EXTRACT>
* BEGIN *
You can package this with the following command line:

tar -cjf data.tbz /etc/make.conf /var/db/pkg/sys-cluster/openmpi-1.2.7/

And simply send me the data.tbz file.

Thanks,

Eric

Prasanna Ranganathan wrote:

Hi,

 I did make sure at the beginning that only eth0 was activated on all the
nodes. Nevertheless, I am currently verifying the NIC configuration on all
the nodes and making sure things are as expected.

While trying different things, I did come across this peculiar error which I
had detailed in one of my previous mails in this thread.

I am testing the helloWorld program in the following trivial case:

mpirun -np 1 -host localhost /main/mpiHelloWorld

Which works fine.

But,

mpirun -np 1 -host localhost --debug-daemons /main/mpiHelloWorld

always fails as follows:

Daemon [0,0,1] checking in as pid 2059 on host localhost
[idx1:02059] [0,0,1] orted: received launch callback
idx1 is node 0 of 1
ranks sum to 0
[idx1:02059] [0,0,1] orted_recv_pls: received message from [0,0,0]
[idx1:02059] [0,0,1] orted_recv_pls: received exit
[idx1:02059] *** Process received signal ***
[idx1:02059] Signal: Segmentation fault (11)
[idx1:02059] Signal code:  (128)
[idx1:02059] Failing at address: (nil)
* END *
RECORDS SUPPLIED>
* BEGIN *
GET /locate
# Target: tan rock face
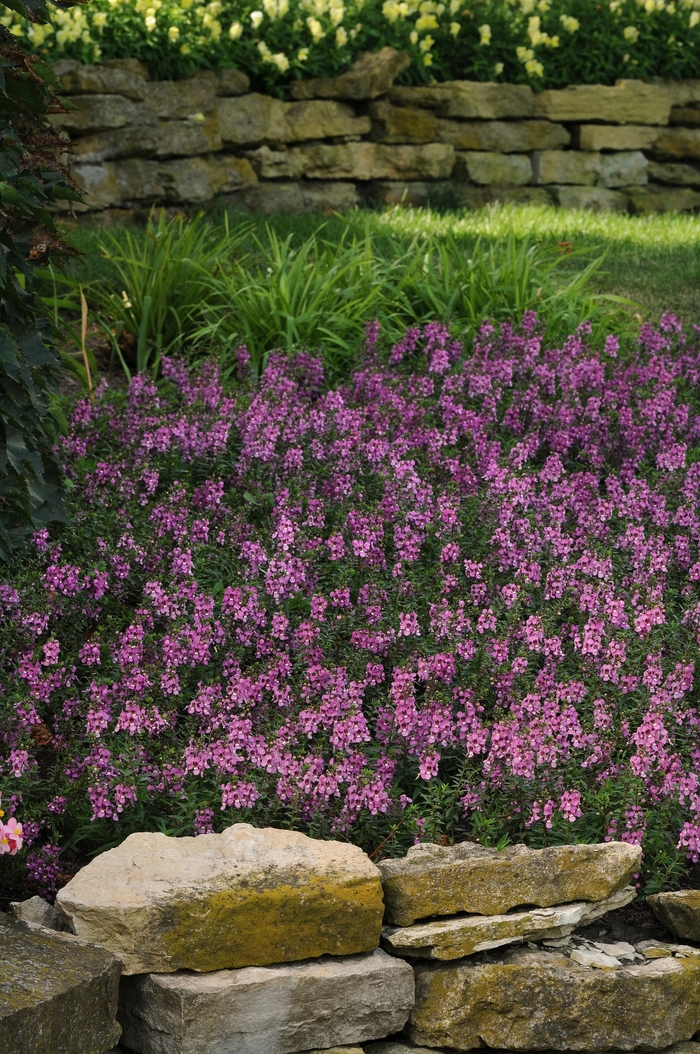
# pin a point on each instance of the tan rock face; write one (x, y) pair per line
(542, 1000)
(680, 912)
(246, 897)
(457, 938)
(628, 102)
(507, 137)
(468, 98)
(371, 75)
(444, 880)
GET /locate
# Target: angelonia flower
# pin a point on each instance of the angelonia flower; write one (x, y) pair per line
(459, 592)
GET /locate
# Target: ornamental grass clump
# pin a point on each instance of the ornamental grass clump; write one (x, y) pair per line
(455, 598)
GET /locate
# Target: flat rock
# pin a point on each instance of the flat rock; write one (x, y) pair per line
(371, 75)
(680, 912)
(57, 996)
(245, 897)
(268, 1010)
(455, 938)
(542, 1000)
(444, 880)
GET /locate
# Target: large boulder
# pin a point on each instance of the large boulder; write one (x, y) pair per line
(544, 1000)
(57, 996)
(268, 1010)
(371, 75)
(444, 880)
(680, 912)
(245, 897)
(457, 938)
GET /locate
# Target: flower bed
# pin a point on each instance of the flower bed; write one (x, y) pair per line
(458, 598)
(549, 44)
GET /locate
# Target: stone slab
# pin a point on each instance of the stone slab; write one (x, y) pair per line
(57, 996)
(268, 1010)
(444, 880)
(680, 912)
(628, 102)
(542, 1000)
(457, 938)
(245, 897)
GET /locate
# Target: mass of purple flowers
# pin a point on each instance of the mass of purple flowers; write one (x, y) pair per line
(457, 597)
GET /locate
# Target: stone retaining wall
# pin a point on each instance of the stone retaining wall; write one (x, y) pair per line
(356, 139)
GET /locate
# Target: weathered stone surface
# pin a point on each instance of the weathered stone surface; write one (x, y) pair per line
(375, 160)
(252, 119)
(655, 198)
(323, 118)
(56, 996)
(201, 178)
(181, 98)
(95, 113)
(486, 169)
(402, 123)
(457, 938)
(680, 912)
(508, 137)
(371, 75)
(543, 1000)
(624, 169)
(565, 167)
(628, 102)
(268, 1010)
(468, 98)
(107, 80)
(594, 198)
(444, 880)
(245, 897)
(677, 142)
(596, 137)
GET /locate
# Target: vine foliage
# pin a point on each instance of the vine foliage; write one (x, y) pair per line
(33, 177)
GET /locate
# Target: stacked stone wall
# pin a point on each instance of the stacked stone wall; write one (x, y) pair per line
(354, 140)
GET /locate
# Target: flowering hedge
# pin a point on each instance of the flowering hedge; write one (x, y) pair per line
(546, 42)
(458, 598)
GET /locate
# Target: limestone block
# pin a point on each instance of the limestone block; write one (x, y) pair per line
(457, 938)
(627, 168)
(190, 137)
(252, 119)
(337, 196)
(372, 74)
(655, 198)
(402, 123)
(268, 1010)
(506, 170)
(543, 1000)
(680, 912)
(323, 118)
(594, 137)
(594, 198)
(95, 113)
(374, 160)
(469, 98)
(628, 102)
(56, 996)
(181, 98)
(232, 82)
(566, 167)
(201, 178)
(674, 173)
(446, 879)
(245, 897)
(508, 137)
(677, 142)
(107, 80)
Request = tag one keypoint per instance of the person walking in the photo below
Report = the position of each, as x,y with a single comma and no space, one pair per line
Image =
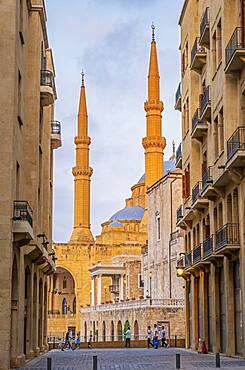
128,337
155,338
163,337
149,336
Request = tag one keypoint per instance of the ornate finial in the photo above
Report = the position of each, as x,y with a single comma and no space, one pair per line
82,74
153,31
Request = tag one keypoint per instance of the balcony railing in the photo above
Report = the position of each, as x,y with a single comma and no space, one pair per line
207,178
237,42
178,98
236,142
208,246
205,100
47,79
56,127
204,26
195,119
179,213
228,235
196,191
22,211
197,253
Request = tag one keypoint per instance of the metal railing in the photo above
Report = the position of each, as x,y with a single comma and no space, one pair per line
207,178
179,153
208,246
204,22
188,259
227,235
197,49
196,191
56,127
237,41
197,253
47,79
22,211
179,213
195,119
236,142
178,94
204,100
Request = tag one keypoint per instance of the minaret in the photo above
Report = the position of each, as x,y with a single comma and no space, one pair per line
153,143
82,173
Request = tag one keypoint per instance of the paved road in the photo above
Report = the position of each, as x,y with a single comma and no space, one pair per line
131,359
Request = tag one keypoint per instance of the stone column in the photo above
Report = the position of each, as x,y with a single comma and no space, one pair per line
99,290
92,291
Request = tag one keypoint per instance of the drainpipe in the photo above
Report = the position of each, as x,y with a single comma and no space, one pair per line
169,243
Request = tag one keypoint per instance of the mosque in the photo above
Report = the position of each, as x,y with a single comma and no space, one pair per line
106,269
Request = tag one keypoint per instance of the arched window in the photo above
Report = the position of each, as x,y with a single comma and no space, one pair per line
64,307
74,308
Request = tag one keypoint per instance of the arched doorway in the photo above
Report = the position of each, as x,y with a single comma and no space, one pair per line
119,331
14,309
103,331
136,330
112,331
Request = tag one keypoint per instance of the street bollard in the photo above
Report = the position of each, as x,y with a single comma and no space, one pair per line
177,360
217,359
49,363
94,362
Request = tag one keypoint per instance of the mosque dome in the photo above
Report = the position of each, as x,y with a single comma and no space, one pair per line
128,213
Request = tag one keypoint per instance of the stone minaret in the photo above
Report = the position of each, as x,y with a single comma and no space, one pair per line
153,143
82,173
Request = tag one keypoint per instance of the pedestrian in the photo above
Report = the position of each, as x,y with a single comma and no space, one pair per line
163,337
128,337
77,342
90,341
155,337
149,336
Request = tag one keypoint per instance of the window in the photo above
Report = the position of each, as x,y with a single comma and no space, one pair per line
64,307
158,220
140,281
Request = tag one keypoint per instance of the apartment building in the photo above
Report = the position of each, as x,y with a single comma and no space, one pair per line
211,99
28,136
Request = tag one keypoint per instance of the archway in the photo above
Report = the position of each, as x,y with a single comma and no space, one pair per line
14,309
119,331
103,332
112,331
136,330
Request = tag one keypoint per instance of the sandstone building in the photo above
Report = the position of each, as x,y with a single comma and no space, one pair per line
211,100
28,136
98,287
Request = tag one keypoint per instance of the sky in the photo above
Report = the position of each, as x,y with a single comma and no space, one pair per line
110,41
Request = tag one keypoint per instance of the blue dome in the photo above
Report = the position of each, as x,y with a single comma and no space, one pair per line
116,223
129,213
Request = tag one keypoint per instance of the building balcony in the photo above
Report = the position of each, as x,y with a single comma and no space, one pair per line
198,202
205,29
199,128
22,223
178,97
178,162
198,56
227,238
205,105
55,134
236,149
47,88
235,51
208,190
* END *
DIRECTIONS>
- 1) Answer these about the mpirun thread:
(a) What file does the tar command create?
(b) Which interface did Prasanna make sure was the only one activated on all the nodes?
(c) What signal does the process receive when the run with --debug-daemons fails?
- 2) Pick up the mpirun thread after its last line and carry it on.
The rows are separate material from the text.

RESPONSES IN ORDER>
- 1)
(a) data.tbz
(b) eth0
(c) Segmentation fault (11)

- 2)
[idx1:02059] [ 0] /lib/libpthread.so.0 [0x2afa8c597f30]
[idx1:02059] [ 1] /usr/lib64/libopen-rte.so.0(orte_pls_base_close+0x18)
[0x2afa8be8e2a2]
[idx1:02059] [ 2] /usr/lib64/libopen-rte.so.0(orte_system_finalize+0x70)
[0x2afa8be795ac]
[idx1:02059] [ 3] /usr/lib64/libopen-rte.so.0(orte_finalize+0x20)
[0x2afa8be7675c]
[idx1:02059] [ 4] orted(main+0x8a6) [0x4024ae]
[idx1:02059] *** End of error message ***

The failure happens with more verbose output when using the -d flag.

Does this point to some bug in OpenMPI or am I missing something here?

I have attached ompi_info output on this node.

Regards,

Prasanna.

  



___
users mailing list
us...@open-mpi.org
http://www.open-mpi.org/mailman/listinfo.cgi/users




Re: [OMPI users] Need help resolving No route to host error with OpenMPI 1.1.2

2008-09-11 Thread Eric Thibodeau

Prasanna,

   I opened up a bug report to enable a better control over the 
threading options (http://bugs.gentoo.org/show_bug.cgi?id=237435). In 
the meanwhile, if your helloWorld isn't too fluffy, could you send it 
over (off list if you prefer) so I can take a look at it, the 
Segmentation fault is probably hinting at another problem. Also, could 
you send the output of ompi_info now that you've recompiled openmpi with 
USE=-threads, I want to make sure the option went through as I hope it 
should. Simply attach the file named out.txt after running the following 
command:


ompi_info > out.txt

...RTF files tend to make my eyes cross over ;)

Thanks,

Eric

Prasanna Ranganathan wrote:

Hi,

I have tried the following to no avail.

On 499 machines running openMPI 1.2.7:

mpirun -np 499 -bynode -hostfile nodelist /main/mpiHelloWorld ...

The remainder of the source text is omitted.